**Trecho da fonte**
# # # # #
No silêncio das nossas igrejas

O teto da Mesquita de Roma [© Paolo Portoghesi]
Arquivo 30Dias - nov/2011

No silêncio das nossas igrejas

“As igrejas são domus Dei. Sempre considerei fundamental que numa grande cidade haja a possibilidade de abrir uma porta e ver aquela luzinha acesa que indica a presença do Senhor na Eucaristia”. Entrevista com Paolo Portoghesi, por ocasião de seu octogésimo aniversário.

Entrevista com Paolo Portoghesi por Paolo Mattei

“Talvez tenha sido justamente o fato de ter nascido e vivido em Roma que amadureceu em mim a convicção de que na arquitetura, e não apenas nesse ramo, a tradição é uma condição vital, e de que pode haver continuidade na mudança. Roma mudou radicalmente muitas vezes, mas manteve essa sua profunda unidade e continuidade. Minhas ideias são sem dúvida influenciadas pela experiência da cidade”.
# # # # #
**Dados extraídos**
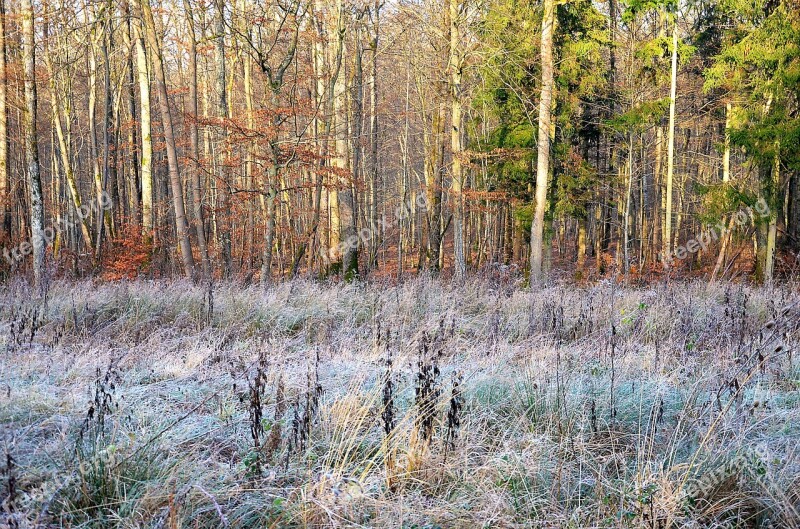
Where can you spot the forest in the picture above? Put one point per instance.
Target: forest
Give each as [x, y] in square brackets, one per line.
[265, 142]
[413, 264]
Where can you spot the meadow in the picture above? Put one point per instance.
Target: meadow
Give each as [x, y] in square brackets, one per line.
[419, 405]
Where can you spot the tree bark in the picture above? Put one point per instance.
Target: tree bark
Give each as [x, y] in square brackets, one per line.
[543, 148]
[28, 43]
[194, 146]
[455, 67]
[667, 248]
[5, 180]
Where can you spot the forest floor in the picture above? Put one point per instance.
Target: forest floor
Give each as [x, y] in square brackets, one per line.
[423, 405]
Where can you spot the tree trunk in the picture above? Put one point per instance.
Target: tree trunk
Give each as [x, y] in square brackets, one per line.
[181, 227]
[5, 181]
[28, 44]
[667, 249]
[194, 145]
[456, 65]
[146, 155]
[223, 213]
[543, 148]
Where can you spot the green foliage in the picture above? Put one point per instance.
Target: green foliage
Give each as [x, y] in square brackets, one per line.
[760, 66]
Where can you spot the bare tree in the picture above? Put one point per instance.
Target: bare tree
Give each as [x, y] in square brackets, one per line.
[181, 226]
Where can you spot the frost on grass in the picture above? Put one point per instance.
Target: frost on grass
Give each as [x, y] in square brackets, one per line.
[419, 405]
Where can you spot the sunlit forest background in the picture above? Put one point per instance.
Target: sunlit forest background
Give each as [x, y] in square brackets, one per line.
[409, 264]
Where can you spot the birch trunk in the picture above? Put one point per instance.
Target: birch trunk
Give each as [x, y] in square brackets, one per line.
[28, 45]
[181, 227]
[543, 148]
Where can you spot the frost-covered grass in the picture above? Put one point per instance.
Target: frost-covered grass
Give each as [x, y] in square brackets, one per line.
# # # # #
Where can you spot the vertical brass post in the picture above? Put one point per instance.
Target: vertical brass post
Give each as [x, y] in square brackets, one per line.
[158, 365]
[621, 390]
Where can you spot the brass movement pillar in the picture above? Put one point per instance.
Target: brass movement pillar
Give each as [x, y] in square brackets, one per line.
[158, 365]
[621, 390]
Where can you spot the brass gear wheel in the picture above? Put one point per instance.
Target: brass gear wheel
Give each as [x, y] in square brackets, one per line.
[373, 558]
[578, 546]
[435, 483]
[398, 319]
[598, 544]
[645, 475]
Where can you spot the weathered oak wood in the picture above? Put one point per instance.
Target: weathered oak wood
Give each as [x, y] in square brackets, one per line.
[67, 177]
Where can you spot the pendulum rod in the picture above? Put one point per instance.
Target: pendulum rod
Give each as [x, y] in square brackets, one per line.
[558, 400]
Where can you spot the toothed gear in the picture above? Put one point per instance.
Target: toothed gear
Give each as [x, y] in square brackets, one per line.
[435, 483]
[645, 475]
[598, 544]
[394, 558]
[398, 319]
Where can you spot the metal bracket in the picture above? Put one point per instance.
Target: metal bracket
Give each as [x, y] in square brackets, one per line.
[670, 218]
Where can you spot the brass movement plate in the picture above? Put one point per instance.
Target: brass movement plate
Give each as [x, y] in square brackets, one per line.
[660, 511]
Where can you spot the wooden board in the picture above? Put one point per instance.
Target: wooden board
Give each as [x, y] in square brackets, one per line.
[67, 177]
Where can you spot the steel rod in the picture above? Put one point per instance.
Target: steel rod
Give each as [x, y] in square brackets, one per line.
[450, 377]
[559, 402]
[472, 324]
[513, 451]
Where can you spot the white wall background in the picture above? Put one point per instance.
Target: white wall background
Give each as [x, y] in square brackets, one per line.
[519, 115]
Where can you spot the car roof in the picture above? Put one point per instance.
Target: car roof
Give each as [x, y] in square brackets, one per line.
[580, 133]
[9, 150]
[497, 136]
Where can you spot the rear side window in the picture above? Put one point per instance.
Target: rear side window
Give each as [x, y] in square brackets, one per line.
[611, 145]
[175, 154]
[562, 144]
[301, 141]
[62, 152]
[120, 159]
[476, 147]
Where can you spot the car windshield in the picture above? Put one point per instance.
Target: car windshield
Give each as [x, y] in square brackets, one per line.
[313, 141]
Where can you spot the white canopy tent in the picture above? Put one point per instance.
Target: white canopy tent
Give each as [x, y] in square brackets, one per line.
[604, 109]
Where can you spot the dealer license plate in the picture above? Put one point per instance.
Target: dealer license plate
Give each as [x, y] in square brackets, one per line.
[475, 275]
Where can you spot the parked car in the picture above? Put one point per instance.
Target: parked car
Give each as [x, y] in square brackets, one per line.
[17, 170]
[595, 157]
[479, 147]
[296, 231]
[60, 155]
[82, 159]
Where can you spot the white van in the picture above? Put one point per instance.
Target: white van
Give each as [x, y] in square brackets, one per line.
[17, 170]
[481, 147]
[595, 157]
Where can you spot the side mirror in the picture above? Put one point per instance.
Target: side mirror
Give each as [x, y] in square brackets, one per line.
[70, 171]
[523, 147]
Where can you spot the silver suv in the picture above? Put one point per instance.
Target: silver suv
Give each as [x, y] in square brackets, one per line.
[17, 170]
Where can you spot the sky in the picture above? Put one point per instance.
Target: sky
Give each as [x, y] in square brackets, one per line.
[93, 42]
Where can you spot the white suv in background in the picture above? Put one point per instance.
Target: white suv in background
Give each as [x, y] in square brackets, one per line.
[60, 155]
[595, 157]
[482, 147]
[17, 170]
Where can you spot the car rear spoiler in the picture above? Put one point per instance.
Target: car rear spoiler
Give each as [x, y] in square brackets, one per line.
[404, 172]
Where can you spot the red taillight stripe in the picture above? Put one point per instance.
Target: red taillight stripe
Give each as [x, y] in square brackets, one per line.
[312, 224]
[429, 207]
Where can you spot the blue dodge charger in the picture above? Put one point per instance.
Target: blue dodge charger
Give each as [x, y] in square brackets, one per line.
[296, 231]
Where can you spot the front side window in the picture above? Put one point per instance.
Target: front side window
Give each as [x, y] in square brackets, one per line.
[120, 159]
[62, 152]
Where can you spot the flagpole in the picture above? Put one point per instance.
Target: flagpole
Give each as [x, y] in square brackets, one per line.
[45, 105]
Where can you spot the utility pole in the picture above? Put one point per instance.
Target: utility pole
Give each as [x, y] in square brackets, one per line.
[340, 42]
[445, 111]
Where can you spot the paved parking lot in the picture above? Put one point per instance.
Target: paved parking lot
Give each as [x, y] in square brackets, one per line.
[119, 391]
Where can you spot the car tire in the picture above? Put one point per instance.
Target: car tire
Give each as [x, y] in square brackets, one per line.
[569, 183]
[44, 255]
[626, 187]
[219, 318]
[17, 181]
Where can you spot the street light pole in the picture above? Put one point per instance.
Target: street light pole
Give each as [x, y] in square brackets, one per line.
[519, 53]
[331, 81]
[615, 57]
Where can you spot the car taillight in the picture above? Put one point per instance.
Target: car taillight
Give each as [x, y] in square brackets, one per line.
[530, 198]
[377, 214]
# # # # #
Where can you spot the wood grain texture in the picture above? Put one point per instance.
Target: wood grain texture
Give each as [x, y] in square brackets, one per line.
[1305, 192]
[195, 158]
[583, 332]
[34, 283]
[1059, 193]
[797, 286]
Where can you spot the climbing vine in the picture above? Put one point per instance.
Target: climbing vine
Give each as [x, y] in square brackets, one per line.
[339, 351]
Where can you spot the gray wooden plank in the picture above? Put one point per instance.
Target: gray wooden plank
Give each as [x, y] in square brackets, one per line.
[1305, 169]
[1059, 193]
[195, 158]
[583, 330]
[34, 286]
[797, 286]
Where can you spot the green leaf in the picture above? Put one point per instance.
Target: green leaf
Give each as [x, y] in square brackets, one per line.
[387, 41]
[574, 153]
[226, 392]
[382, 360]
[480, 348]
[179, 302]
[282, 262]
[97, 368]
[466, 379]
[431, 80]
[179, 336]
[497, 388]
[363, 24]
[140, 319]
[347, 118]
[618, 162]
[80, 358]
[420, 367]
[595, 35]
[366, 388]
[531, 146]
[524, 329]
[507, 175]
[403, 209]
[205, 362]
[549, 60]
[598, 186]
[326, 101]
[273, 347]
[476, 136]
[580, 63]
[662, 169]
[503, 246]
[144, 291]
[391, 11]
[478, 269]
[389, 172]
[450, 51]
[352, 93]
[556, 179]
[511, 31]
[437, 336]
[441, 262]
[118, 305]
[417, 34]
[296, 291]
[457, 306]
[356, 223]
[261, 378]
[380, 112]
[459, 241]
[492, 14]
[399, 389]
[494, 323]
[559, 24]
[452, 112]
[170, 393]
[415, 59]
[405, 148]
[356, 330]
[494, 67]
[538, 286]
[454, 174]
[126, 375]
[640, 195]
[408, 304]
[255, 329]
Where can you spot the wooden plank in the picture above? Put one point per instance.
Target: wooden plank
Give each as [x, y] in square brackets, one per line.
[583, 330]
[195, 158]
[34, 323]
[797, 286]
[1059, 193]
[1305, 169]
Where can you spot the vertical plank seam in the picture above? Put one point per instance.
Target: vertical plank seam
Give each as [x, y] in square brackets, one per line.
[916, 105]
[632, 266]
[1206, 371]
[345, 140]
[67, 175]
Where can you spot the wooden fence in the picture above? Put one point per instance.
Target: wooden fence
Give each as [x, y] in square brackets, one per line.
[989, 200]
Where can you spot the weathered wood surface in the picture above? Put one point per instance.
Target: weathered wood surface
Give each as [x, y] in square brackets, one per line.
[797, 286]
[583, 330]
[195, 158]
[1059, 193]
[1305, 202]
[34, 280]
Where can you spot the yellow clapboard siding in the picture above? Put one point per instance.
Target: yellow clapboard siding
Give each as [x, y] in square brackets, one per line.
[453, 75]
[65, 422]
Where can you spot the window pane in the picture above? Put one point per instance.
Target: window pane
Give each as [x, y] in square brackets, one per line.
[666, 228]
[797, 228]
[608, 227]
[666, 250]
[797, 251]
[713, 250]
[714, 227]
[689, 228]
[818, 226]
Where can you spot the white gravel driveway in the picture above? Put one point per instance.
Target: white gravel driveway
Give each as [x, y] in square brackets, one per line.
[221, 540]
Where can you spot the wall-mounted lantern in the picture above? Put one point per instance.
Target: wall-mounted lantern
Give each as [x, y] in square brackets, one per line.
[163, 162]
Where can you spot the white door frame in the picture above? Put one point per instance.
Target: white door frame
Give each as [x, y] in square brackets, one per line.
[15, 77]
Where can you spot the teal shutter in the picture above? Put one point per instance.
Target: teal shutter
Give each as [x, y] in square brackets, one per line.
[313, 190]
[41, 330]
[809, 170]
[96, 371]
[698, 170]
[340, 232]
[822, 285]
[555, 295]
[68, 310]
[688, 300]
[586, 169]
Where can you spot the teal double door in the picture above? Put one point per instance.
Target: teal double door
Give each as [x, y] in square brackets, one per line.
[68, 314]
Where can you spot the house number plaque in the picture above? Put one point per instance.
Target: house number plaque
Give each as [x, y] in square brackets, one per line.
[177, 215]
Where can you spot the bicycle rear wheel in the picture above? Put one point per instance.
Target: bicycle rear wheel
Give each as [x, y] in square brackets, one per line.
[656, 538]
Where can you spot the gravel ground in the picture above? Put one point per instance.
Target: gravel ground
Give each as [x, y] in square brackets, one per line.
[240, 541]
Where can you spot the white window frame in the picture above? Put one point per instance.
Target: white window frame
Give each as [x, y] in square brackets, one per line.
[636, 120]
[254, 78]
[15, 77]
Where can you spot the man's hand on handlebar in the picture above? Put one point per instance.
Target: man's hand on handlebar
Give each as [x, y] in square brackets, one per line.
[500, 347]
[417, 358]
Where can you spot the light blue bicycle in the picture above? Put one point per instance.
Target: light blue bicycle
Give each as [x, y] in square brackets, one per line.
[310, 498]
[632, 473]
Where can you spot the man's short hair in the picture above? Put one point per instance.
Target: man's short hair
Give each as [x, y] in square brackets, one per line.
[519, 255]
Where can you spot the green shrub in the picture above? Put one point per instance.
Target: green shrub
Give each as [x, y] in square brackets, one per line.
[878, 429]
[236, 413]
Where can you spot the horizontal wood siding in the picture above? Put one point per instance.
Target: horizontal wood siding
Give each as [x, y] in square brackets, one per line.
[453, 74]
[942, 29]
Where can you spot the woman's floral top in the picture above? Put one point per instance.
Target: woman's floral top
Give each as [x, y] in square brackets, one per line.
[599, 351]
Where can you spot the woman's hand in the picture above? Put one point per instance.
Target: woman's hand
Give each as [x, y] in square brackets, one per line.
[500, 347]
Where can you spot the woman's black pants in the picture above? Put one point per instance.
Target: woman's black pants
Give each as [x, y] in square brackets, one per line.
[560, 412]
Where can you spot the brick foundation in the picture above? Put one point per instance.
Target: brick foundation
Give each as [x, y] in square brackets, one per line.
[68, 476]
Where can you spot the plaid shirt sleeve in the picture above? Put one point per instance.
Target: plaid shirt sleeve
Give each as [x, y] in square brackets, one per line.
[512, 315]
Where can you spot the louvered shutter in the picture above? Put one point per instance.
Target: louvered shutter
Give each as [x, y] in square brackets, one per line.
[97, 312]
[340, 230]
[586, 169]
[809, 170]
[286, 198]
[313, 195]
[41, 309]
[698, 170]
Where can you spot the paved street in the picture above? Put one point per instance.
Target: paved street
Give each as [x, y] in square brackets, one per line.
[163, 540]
# # # # #
**Objetivo do exercício**
Copie literalmente o trecho da entrevista que começa em "O teto da Mesquita" e termina em "seu octogésimo aniversário.".

**Resultado esperado**
O teto da Mesquita de Roma [© Paolo Portoghesi]
Arquivo 30Dias - nov/2011

No silêncio das nossas igrejas

“As igrejas são domus Dei. Sempre considerei fundamental que numa grande cidade haja a possibilidade de abrir uma porta e ver aquela luzinha acesa que indica a presença do Senhor na Eucaristia”. Entrevista com Paolo Portoghesi, por ocasião de seu octogésimo aniversário.